GIVEN TASK
Please reproduce the entries below with "rock" replaced by "stone" and everything else left unchanged.

INFORMATION SUPPLIED
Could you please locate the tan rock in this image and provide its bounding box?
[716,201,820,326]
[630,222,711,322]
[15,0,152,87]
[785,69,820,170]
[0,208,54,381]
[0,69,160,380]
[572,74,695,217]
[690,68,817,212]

SOLUTION
Could you please locate the tan stone in this image and provide its bounding box?
[716,201,820,326]
[630,222,711,322]
[15,0,152,87]
[785,69,820,170]
[0,208,54,381]
[0,69,160,380]
[572,74,695,217]
[690,68,817,212]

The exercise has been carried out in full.